### DATA SHOWN

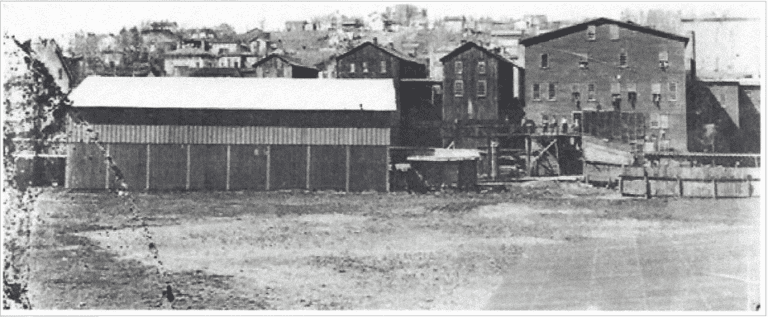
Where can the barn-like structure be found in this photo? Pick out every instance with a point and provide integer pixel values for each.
(186, 133)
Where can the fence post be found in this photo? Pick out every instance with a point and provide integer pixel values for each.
(647, 184)
(269, 163)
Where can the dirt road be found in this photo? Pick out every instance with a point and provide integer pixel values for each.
(701, 271)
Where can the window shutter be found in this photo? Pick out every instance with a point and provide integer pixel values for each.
(656, 88)
(615, 88)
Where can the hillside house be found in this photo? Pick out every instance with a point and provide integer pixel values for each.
(179, 62)
(604, 65)
(278, 66)
(479, 87)
(371, 61)
(202, 134)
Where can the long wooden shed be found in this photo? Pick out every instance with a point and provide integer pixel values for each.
(186, 133)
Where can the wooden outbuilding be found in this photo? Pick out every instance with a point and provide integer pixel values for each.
(187, 133)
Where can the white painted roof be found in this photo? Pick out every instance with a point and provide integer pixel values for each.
(235, 93)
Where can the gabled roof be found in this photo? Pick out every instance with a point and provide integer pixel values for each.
(286, 59)
(583, 26)
(190, 51)
(384, 49)
(469, 45)
(227, 93)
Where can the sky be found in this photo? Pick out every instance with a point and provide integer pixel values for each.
(57, 19)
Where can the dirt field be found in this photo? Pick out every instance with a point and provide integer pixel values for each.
(456, 251)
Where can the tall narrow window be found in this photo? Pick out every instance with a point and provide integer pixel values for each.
(551, 94)
(614, 29)
(623, 59)
(673, 91)
(663, 59)
(591, 33)
(482, 88)
(616, 96)
(656, 94)
(584, 61)
(458, 88)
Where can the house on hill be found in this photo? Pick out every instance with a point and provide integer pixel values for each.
(614, 80)
(371, 61)
(479, 87)
(187, 133)
(179, 62)
(283, 66)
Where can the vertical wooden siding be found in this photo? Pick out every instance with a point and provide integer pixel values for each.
(158, 134)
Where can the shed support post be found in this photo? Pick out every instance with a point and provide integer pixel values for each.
(309, 168)
(269, 163)
(106, 171)
(149, 165)
(387, 171)
(189, 165)
(228, 166)
(348, 164)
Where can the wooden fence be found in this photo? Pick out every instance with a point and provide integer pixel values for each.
(701, 182)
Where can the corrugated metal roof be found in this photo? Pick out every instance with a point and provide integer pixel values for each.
(235, 93)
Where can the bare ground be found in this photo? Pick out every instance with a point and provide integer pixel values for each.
(327, 250)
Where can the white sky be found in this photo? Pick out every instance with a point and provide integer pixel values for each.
(52, 20)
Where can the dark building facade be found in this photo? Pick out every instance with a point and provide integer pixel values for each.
(370, 61)
(206, 134)
(277, 66)
(479, 85)
(604, 65)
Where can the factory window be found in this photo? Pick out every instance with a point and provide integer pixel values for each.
(614, 29)
(551, 93)
(482, 88)
(673, 91)
(632, 98)
(663, 60)
(656, 94)
(623, 59)
(458, 88)
(583, 61)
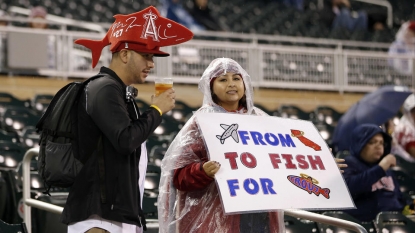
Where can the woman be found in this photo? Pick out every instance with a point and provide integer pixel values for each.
(404, 45)
(369, 177)
(404, 132)
(189, 200)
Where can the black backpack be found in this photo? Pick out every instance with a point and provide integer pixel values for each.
(59, 159)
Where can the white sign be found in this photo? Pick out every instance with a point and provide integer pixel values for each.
(270, 163)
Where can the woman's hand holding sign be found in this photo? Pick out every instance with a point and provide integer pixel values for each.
(211, 167)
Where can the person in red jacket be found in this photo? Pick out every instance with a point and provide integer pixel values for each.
(189, 200)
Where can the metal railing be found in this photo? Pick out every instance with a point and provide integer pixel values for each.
(30, 202)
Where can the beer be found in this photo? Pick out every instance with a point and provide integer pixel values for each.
(162, 87)
(162, 84)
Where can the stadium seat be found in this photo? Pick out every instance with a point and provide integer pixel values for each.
(342, 154)
(181, 112)
(12, 228)
(393, 222)
(405, 181)
(296, 225)
(326, 131)
(9, 136)
(7, 100)
(29, 137)
(40, 102)
(47, 222)
(14, 119)
(12, 154)
(326, 114)
(405, 166)
(168, 126)
(324, 228)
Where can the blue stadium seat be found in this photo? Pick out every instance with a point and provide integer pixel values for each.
(393, 222)
(12, 228)
(296, 225)
(344, 216)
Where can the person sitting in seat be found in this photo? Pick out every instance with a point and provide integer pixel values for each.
(368, 174)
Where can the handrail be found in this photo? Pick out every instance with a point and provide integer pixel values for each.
(30, 202)
(385, 3)
(61, 20)
(326, 220)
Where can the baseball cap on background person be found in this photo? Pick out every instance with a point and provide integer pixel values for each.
(144, 31)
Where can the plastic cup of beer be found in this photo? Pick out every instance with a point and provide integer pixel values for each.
(162, 84)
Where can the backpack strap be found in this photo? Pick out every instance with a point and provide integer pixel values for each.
(101, 166)
(100, 150)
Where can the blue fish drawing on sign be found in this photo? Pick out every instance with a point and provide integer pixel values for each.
(230, 131)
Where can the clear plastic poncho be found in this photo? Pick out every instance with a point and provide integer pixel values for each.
(201, 210)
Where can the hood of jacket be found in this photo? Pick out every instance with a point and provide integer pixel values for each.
(361, 136)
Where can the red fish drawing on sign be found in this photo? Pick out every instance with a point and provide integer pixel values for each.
(300, 135)
(309, 184)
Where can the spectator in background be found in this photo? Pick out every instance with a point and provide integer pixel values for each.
(404, 44)
(38, 16)
(368, 175)
(174, 10)
(337, 14)
(201, 13)
(404, 132)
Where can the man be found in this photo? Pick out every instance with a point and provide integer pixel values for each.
(368, 175)
(107, 193)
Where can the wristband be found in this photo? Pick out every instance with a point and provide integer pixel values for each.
(157, 108)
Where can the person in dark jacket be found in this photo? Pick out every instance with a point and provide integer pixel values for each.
(107, 194)
(368, 174)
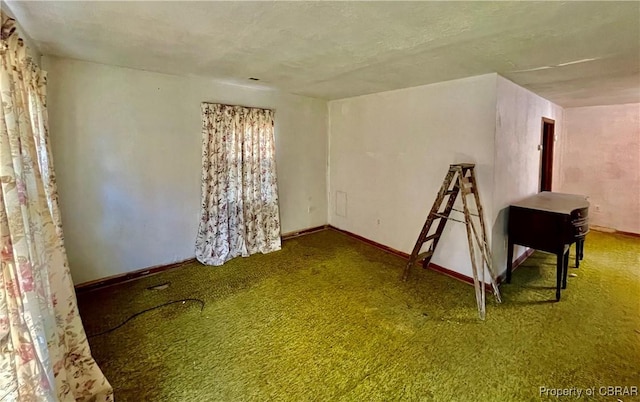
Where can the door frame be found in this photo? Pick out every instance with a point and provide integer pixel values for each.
(547, 144)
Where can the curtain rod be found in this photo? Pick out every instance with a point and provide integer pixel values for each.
(248, 107)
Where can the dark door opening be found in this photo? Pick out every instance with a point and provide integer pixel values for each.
(546, 161)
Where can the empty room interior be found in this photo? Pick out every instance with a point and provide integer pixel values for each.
(332, 201)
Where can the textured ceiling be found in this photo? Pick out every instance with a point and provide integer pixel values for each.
(574, 53)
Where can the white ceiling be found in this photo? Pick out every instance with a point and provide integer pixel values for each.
(573, 53)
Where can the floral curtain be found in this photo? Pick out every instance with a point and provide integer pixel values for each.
(239, 214)
(44, 354)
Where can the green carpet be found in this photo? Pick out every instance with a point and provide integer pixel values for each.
(328, 319)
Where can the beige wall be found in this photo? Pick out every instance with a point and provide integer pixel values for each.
(601, 159)
(518, 133)
(127, 146)
(390, 151)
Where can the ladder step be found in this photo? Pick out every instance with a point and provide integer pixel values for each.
(424, 255)
(433, 236)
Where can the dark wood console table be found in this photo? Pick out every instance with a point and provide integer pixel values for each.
(549, 222)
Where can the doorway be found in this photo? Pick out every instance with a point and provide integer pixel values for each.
(546, 160)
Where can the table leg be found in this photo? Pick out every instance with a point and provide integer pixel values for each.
(509, 260)
(559, 271)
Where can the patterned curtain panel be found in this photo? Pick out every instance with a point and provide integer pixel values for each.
(239, 213)
(44, 354)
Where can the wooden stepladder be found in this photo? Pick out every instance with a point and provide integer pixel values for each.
(460, 179)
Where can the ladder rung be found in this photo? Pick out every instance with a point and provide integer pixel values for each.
(424, 255)
(433, 236)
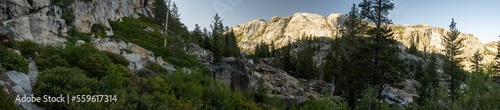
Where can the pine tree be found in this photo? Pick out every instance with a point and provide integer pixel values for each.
(231, 49)
(429, 80)
(217, 43)
(453, 48)
(160, 11)
(305, 65)
(497, 58)
(206, 39)
(346, 64)
(476, 62)
(413, 48)
(197, 35)
(384, 64)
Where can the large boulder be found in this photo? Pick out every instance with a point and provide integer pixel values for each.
(205, 56)
(233, 73)
(21, 82)
(88, 13)
(138, 56)
(42, 26)
(401, 96)
(6, 35)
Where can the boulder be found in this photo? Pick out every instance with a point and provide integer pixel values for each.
(233, 73)
(203, 55)
(21, 80)
(166, 65)
(42, 26)
(134, 48)
(79, 42)
(6, 35)
(401, 97)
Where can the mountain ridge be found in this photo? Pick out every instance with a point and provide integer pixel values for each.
(281, 30)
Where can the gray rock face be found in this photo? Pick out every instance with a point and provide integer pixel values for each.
(137, 55)
(205, 56)
(39, 26)
(281, 84)
(20, 80)
(282, 30)
(400, 97)
(233, 73)
(40, 21)
(6, 35)
(100, 11)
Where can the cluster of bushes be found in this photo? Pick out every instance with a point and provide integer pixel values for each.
(12, 61)
(132, 30)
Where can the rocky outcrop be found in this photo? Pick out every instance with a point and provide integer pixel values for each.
(401, 96)
(92, 12)
(233, 73)
(281, 84)
(138, 56)
(20, 84)
(40, 20)
(282, 30)
(205, 56)
(42, 25)
(6, 35)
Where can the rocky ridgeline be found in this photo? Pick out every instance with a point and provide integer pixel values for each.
(138, 56)
(281, 30)
(21, 84)
(40, 21)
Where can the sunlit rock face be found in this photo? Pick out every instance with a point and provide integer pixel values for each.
(281, 30)
(40, 20)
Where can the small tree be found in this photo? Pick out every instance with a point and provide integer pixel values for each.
(497, 58)
(476, 62)
(453, 48)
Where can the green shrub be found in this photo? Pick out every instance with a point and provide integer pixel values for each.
(46, 61)
(73, 53)
(114, 80)
(146, 73)
(13, 61)
(99, 28)
(117, 59)
(96, 65)
(62, 3)
(68, 15)
(63, 80)
(27, 48)
(6, 101)
(157, 68)
(74, 35)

######

WHAT TO DO:
Only a verbatim transcription of the lines from the one containing "Where can the small" through the last line of the records counts as the answer.

ANSWER FOR THE TASK:
Where can the small tree be found in this photo? Pick out every instance with a point and provide integer pixel values for each.
(497, 58)
(476, 62)
(453, 48)
Where can the green shrub be found in this photo? Pick out every instance with a point and provide integer pixel values for each.
(46, 61)
(73, 53)
(114, 80)
(146, 73)
(13, 61)
(99, 28)
(117, 59)
(96, 65)
(62, 3)
(68, 15)
(63, 80)
(27, 48)
(6, 101)
(157, 68)
(74, 35)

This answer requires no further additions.